» **Dataset records**
=====

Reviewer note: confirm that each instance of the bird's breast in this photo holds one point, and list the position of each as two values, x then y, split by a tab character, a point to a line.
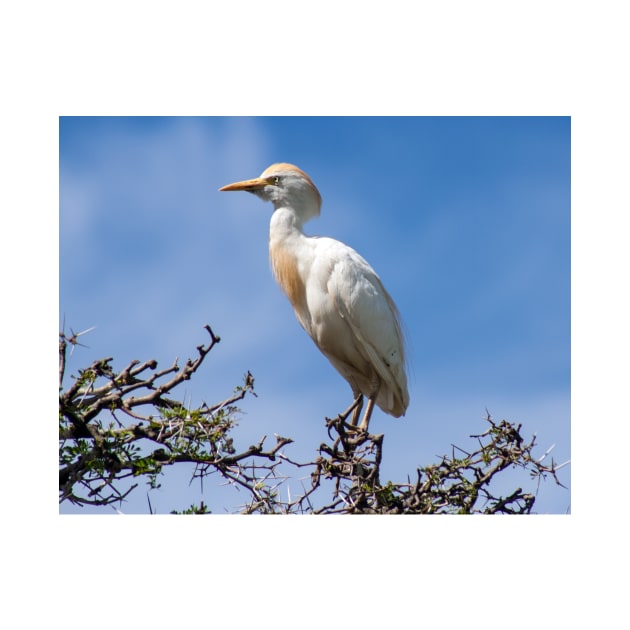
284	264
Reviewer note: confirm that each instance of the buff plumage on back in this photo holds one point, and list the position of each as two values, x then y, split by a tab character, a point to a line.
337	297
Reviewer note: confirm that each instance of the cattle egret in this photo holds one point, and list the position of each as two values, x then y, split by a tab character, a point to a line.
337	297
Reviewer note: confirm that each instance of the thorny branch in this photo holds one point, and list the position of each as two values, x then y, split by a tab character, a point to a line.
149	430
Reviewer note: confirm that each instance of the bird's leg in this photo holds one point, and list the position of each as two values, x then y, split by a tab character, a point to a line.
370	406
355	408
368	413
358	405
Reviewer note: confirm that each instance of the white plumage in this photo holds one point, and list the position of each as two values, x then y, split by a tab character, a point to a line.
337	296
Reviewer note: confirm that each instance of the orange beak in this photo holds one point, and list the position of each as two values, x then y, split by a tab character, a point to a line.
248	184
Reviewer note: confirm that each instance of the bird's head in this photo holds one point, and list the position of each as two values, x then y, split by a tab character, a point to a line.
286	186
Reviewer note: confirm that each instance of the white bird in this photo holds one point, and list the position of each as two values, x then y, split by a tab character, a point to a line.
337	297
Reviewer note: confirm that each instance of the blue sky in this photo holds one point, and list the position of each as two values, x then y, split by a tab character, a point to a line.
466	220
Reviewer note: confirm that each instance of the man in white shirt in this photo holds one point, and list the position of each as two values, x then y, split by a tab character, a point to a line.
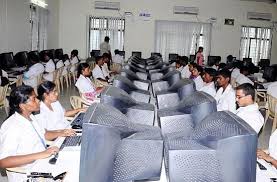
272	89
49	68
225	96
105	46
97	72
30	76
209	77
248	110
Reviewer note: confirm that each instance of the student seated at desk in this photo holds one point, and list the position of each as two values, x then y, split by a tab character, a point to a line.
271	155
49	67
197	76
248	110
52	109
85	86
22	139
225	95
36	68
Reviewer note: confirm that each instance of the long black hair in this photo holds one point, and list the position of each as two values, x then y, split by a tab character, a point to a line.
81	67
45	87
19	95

=====

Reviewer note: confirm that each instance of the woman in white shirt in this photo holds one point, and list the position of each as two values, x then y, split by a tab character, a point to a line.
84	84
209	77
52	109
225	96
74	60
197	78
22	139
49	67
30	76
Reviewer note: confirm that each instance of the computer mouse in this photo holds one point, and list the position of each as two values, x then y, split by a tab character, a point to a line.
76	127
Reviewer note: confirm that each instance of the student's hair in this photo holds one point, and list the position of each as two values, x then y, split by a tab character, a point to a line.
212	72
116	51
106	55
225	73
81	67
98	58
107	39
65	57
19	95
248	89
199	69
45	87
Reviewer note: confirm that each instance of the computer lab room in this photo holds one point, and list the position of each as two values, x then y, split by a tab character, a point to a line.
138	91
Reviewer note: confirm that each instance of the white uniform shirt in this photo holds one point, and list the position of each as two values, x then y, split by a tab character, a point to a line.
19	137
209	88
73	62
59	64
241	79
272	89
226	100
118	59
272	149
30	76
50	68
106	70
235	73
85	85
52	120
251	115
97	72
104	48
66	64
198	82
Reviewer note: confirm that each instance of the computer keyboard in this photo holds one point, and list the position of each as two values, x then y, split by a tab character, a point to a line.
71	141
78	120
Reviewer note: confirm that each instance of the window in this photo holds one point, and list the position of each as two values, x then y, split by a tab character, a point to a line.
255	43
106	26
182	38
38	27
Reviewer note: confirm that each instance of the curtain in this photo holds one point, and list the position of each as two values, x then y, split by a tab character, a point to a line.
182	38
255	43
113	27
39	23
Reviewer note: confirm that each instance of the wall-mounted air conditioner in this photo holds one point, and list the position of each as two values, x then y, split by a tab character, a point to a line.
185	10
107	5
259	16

=====

» **Exercise details**
How many lines in the records above contain the string "student"? Reply with the number only.

» **Task result**
2